WHAT YOU WILL DO — In your copy, leave out the pictures; write out all the data exactly.

Excerpts from point annotation data —
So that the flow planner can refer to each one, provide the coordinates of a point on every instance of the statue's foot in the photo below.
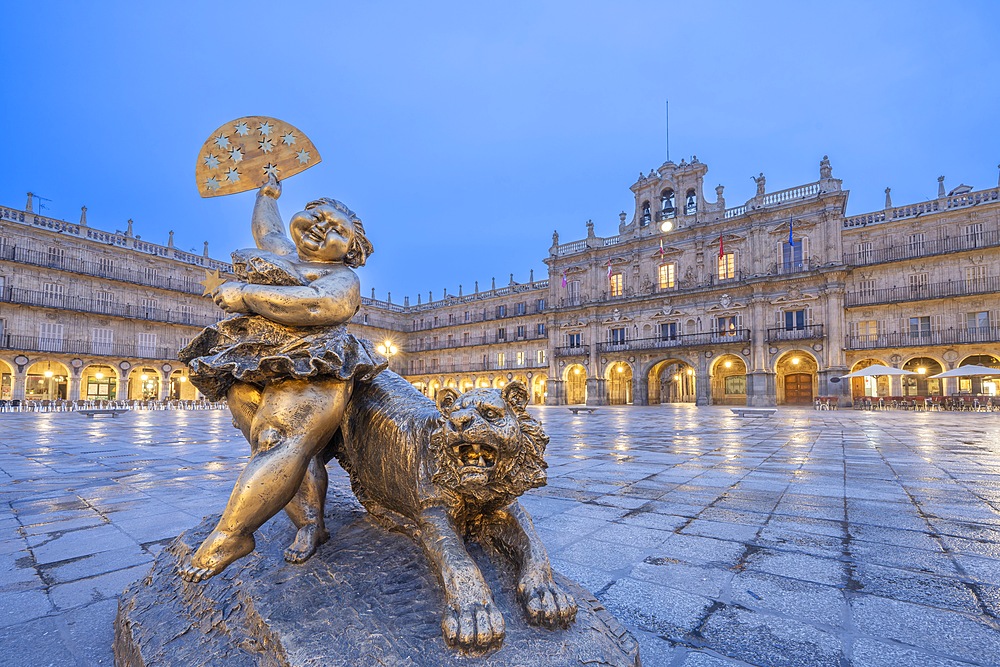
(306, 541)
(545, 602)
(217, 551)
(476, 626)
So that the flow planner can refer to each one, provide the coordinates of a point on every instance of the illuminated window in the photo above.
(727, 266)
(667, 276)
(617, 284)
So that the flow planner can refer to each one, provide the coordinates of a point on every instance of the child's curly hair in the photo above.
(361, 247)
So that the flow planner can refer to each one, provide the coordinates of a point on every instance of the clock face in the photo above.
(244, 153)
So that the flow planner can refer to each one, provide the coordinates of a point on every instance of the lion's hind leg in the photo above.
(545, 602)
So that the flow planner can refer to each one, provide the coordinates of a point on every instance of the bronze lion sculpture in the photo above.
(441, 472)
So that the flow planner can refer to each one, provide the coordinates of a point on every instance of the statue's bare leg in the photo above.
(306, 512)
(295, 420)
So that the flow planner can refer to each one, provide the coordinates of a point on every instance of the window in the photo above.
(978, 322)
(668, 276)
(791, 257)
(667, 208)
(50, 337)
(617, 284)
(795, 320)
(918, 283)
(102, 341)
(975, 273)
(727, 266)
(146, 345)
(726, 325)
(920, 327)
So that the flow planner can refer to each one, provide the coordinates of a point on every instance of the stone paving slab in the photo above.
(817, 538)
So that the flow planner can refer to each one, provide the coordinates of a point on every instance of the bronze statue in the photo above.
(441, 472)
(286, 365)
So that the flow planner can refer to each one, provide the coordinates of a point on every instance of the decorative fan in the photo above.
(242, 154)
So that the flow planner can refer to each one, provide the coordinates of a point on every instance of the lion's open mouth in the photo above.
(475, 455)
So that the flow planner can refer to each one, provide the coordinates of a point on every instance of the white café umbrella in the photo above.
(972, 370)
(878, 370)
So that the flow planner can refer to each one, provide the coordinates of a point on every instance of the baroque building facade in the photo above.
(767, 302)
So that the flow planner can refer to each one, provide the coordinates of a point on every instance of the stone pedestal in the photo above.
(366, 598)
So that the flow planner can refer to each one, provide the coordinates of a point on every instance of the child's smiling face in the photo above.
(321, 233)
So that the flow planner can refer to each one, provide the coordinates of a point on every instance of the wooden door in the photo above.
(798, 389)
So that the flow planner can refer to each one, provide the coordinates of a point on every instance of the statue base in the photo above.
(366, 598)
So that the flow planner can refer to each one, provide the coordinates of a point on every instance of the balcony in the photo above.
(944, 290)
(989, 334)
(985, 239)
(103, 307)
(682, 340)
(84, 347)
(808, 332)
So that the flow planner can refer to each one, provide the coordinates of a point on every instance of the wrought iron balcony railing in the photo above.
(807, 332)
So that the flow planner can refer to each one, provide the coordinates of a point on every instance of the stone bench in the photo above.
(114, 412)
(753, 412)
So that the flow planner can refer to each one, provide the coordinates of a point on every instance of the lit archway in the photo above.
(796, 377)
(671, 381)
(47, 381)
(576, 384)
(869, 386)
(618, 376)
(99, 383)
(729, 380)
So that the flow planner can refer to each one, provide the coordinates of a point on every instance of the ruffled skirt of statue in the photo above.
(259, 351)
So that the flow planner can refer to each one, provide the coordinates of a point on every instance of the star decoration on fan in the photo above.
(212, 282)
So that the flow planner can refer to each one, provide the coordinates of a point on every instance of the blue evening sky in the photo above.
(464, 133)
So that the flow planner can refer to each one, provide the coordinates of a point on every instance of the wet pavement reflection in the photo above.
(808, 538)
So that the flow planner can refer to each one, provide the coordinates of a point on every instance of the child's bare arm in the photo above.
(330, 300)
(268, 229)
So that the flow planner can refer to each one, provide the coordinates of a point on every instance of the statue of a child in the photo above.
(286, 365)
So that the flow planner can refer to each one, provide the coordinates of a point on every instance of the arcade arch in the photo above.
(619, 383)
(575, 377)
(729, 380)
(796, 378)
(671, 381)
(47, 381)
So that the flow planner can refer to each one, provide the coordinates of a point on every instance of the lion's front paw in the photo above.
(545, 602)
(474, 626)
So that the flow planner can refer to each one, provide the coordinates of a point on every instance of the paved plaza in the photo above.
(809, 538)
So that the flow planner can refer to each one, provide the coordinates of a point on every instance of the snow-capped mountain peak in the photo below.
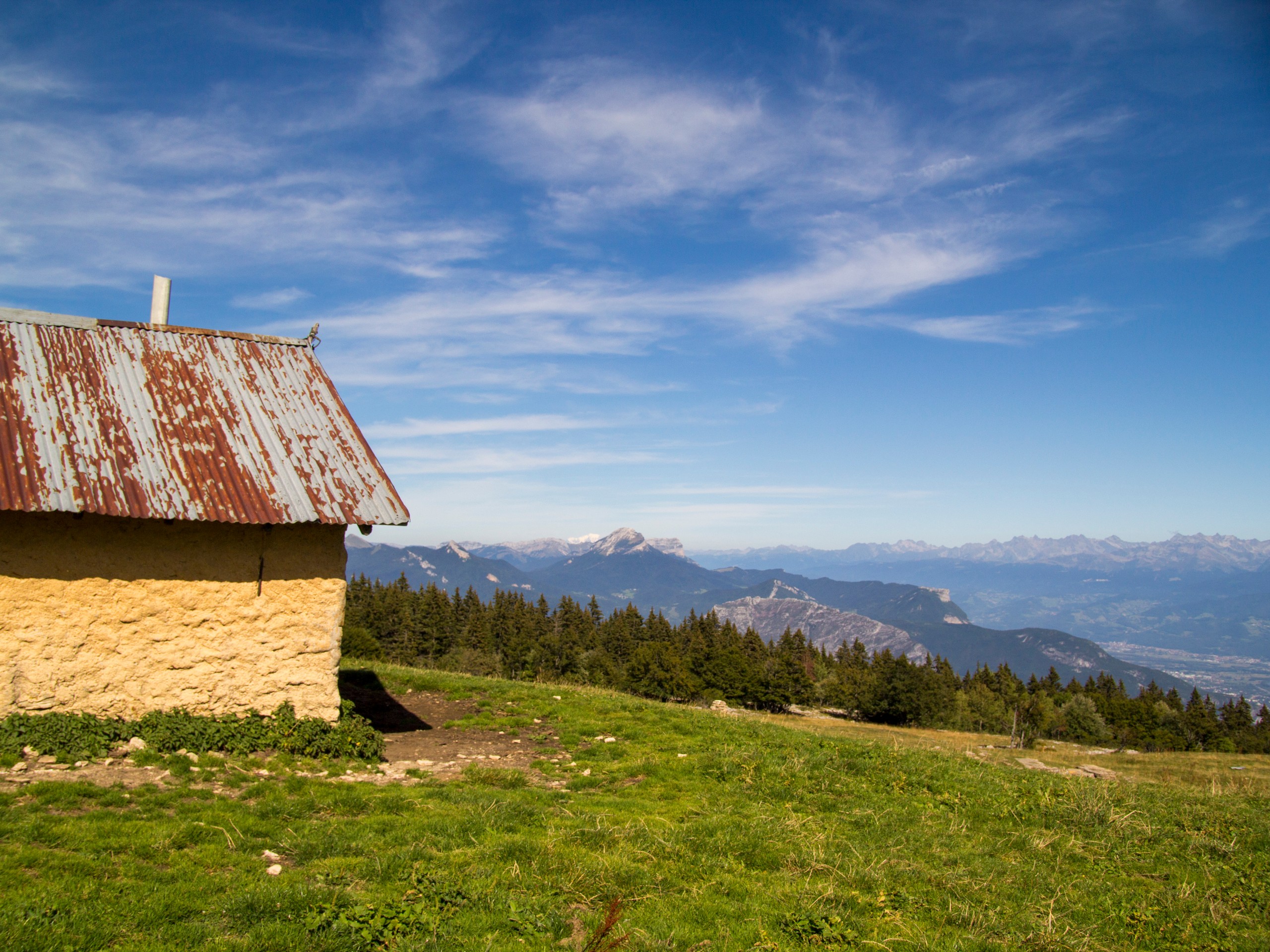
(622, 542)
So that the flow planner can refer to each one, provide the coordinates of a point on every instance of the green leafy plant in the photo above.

TASK SOLUTION —
So that the flow planner can refer to each one, provide the coordinates of a point on every instance of the statue's foot in the photo below.
(306, 541)
(545, 602)
(217, 551)
(476, 626)
So that the flow planner can refer to each one, provide the coordinates of a point on every instance of the illuminated window in the photo above.
(727, 266)
(667, 276)
(617, 284)
So that the flow planner can refer to each one, provide the coordinates of a point on every instance of the child's curly hair in the photo above.
(361, 247)
So that the flow planner can refer to each one, provide the coordinates of a point on every instance of the clock face in the photo above.
(244, 153)
So that the flow planner can refer to each one, provide the coordinates of a point on every instance of the lion's hind leg in the photo above.
(545, 602)
So that the flow planner can refer to each one, provide the coordinates of a point on every instance of the bronze lion sculpture in the photo above.
(441, 472)
So that the flow planner can refer to each one, provide the coordinates of a point on every instance of the statue's bare leg in the photo above.
(306, 512)
(295, 420)
So that the flow planner can refer to each one, provide the coordinates of a point on every instance of the window in the photo above.
(978, 322)
(668, 276)
(791, 257)
(667, 208)
(50, 337)
(617, 284)
(795, 320)
(918, 283)
(102, 341)
(975, 273)
(727, 266)
(146, 345)
(726, 325)
(920, 327)
So that the flow planner can refer to each one, provide the coordinates of a point on every instance of the stone paving slab in the photo above.
(817, 538)
So that the flow planner can refer to each one, provide the coordinates of a point on every instance of the bronze statue in the photo above.
(441, 472)
(286, 365)
So that the flow planner can refer to each one, provide the coordinates of a point on every instance of the decorative fan in the photo above.
(242, 154)
So that the flow planner can refer to each one, provide the coordinates of a point on every instance of the lion's open mouth in the photo above.
(475, 455)
So that the flow planner can refer to each one, provide the coordinates of a point on every instance of the white café umbrella in the photo above.
(972, 370)
(878, 370)
So that the flow planner can refer to each one, provide the coordinates of a point on every instance of the baroque building facade in the photo above.
(767, 302)
So that the flow planner can refer to each one, provide the coordinates of a point on every instance of the stone pedestal in the photo above.
(366, 598)
So that the flow planner can refer to each one, provide the coordinates of a point on every instance of the child's smiling face in the photo above.
(321, 233)
So that the flow planner can refer to each one, provide the coordinates of a point on every instance of the wooden door in the photo above.
(798, 389)
So that the flow planner can refer to each one, provide the coordinates of a point on every instance of the statue base in the photo above.
(366, 598)
So that the flow planner can refer to each one, provide the coordinates of a point on every instance of the balcony in the photo above.
(944, 290)
(989, 334)
(985, 239)
(103, 307)
(682, 340)
(84, 347)
(808, 332)
So that the flow planner can refer to each one, provide the coordinates of a point on every instance of the wrought iron balcony railing in the photo above.
(807, 332)
So that the flow planner can refer to each one, provide the coordinates of a point on every instance of the stone bench in the photo above.
(114, 412)
(753, 412)
So that the flow planner can refer to each one, provide the coordinates of a point on every instance of the lit archway in the photo above.
(796, 377)
(671, 381)
(47, 381)
(576, 384)
(869, 386)
(618, 376)
(99, 383)
(729, 380)
So that the flow planner can refer to each one, provide the coordinates of a point on every instance of the ruffled skirt of statue in the photo above.
(259, 351)
So that the flow planner can refer to each one, provide the coordinates of a point on every instance of the star decoration on fan in the photo above.
(212, 282)
So that the flow planner can refer to each one, provide the coordinates of a point on every instance of the blue evening sky in the photo above.
(464, 133)
So that the flow planner can refer to each one, provide the coordinates of a point on every instance of the wet pavement reflection in the photo above.
(808, 538)
So that the flow planner can refer to each one, provide the coordinates of a point on every instance of the child's bare arm in the photo above.
(330, 300)
(268, 229)
So that the flow planner can refer to each one, provide the coordinates of a point on every instance of the statue of a child in the photo above.
(286, 365)
So that the flow planner can refer to each one, provide the coordinates of a point on every instance of the arcade arch in the photo above.
(619, 383)
(575, 377)
(729, 380)
(796, 378)
(671, 381)
(47, 381)
So that the flow planner can refer to each one, provide the coordinates of a point on every instance of the lion's front paw in the photo above.
(545, 602)
(474, 626)
So that the flow planner can refer to each one, provide the coordinates of a point on every instance of the paved plaza in the photo above.
(809, 538)
So that the flow planner can refer to each one, provide the coordinates of a point on every instance of the snow-capped mountain peak in the photo below.
(622, 542)
So that the flow planner can refer to each one, provide the coordinates of a point on every instance of the green leafy plant in the photo above.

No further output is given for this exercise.